Passage:

Photograph by Rebecca Hartness
Unlike a lot of American kids, I never got to go camping with my grandparents, you know, the sort of grandparents with cute, high-waisted khaki shorts and a tent trailer who cook you beans in a lidded pot over an open flame and tell stories. At least that’s how I imagined other kids’ grandparents to be. The only grandparent I knew lived in an old folks’ home and couldn’t hear anything I said, ever, and wouldn’t have been caught dead in a campground. She was the delicate sort.
In fact, I didn’t do much camping at all growing up, much less hunt for something, even though I would have jumped at the chance. So I was especially excited when, on a recent camping trip with Jordan—a guy I’d begun to date a few months before—and his family. I was informed we would be going “snipe hunting.” This was, I thought at the time, ancient hunter-gatherer stuff, a gritty, life-saving skill most people learn from their grandparents and pass on to future generations for the survival of the line. For obvious reasons, I never learned it from mine.
“Have you ever been snipe hunting?” Jordan asked me.
“No, what’s a snipe? I’m from Indiana.”
“Oh!” He seized on my inexperience. “They must not have them in the Midwest. Well, you’ll see.”
I accepted this, and waited all weekend to go snipe hunting. I got more excited about it when I saw how excited Jordan’s six-year-old nephew was, though he made our prey seem a bit less than Sasquatch.
“When we catch the snipe he is going to be so cute and smile at me and be my best friend!” the nephew said.
“That’s cool,” I said. What do you say to kids? His enthusiasm was contagious. I was getting into this camping thing. Stalking snipe would be the icing on the cake.
I learned that on any daring outdoor adventure, especially snipe hunting, it is imperative to load up on nutrients for the big, physically intensive tasks ahead.

Data:
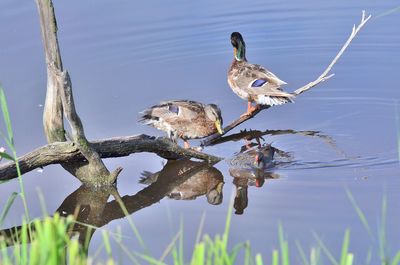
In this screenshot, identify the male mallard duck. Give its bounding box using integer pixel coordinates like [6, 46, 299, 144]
[140, 100, 223, 148]
[228, 32, 294, 115]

Stated problem A:
In the snipe hunting essay, what state does the narrator say they are from?
Stated problem B:
Translate this sentence from the snipe hunting essay into Spanish: "I accepted this, and waited all weekend to go snipe hunting."
Stated problem C:
Please reproduce the snipe hunting essay verbatim between "I accepted this, and" and "on the cake.", inclusive.

Exercise output A:
Indiana.

Exercise output B:
Acepté esto y esperé todo el fin de semana para ir a cazar agachadizas.

Exercise output C:
I accepted this, and waited all weekend to go snipe hunting. I got more excited about it when I saw how excited Jordan’s six-year-old nephew was, though he made our prey seem a bit less than Sasquatch.
“When we catch the snipe he is going to be so cute and smile at me and be my best friend!” the nephew said.
“That’s cool,” I said. What do you say to kids? His enthusiasm was contagious. I was getting into this camping thing. Stalking snipe would be the icing on the cake.